> **ABOUT THIS EXERCISE**:
Wherever the string "purple" appears in the records, return the line that holds it.

================

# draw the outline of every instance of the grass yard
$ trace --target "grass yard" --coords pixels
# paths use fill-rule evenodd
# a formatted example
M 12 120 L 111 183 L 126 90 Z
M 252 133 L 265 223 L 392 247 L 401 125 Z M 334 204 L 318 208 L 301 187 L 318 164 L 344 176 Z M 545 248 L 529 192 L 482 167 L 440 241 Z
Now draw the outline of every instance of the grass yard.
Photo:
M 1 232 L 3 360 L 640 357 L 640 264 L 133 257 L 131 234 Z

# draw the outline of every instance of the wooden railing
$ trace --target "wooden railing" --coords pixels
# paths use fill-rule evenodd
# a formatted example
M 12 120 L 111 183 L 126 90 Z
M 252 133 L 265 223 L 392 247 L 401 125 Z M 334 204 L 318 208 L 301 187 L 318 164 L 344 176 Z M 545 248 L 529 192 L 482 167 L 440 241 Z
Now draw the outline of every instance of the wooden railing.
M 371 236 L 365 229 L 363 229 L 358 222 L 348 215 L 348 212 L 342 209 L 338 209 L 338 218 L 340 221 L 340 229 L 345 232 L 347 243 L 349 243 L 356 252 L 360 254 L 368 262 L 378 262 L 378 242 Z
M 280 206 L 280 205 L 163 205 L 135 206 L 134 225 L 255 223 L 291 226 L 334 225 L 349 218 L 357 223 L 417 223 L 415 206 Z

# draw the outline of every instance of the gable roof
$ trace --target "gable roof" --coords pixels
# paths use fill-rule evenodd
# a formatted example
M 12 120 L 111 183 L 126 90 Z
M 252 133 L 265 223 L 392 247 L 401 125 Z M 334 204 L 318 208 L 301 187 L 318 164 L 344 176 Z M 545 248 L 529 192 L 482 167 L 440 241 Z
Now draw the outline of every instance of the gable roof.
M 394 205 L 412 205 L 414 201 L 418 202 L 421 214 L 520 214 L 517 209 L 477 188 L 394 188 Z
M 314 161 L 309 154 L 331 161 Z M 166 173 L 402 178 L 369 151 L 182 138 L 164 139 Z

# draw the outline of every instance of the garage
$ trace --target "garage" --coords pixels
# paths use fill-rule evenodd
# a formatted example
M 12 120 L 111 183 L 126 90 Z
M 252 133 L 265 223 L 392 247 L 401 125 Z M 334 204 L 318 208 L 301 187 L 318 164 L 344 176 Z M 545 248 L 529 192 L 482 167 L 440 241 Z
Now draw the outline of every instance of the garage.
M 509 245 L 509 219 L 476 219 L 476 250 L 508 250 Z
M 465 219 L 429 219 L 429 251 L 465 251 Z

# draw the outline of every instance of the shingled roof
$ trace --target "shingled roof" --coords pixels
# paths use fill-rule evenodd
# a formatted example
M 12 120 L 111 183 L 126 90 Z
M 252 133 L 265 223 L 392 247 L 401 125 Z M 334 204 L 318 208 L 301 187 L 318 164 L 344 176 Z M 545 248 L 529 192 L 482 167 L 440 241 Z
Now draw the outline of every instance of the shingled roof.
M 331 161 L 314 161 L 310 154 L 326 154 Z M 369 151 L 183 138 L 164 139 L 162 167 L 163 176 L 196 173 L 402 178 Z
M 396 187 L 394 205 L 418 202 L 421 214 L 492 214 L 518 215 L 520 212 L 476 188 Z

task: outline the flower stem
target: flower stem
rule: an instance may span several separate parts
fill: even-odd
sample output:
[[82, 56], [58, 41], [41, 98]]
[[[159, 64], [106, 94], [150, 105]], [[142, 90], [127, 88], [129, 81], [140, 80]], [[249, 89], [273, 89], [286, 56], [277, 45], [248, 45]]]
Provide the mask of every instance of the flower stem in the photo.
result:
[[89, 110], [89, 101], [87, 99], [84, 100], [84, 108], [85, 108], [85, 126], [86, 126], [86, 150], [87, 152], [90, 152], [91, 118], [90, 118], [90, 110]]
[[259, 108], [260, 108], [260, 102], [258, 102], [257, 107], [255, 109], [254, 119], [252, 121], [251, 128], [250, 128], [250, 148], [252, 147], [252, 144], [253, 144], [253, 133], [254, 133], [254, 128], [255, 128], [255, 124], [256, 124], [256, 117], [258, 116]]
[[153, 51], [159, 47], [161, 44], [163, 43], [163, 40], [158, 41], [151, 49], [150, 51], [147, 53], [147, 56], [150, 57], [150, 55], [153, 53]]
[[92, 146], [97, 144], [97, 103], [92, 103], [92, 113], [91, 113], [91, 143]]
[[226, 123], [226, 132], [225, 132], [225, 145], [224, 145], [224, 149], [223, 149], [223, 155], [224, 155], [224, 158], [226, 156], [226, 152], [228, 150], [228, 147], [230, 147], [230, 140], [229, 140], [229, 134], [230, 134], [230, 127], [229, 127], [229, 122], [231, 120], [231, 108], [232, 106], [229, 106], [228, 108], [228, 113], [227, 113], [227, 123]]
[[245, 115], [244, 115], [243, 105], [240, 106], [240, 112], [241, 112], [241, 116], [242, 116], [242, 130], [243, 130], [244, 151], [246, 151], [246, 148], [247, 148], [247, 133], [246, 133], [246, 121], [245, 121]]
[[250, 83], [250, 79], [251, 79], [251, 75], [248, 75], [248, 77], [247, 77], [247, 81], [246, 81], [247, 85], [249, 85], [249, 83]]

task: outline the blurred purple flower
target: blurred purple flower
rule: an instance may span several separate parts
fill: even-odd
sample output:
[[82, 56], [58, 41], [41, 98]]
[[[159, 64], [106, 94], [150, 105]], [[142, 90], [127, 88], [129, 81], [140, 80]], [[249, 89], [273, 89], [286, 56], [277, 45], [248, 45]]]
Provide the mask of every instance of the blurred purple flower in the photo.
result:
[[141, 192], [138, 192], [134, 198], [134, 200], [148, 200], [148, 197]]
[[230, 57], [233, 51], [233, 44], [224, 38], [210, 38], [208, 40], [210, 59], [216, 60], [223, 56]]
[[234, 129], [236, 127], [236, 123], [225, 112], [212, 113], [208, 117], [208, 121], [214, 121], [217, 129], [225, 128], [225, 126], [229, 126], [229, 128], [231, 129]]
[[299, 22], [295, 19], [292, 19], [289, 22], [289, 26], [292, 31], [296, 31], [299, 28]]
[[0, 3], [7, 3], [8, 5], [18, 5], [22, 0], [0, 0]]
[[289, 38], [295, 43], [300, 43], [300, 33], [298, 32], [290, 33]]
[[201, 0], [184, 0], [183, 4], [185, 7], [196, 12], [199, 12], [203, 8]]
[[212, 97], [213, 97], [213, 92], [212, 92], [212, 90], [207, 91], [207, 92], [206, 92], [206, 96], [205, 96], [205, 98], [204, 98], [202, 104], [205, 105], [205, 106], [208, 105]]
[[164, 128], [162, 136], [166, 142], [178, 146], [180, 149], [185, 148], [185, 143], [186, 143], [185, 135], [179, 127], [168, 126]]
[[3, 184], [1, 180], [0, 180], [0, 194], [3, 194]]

================

> **RESULT OF THIS TASK**:
task: outline the blurred purple flower
target: blurred purple flower
Provide the mask of every instance of the blurred purple flower in the photo.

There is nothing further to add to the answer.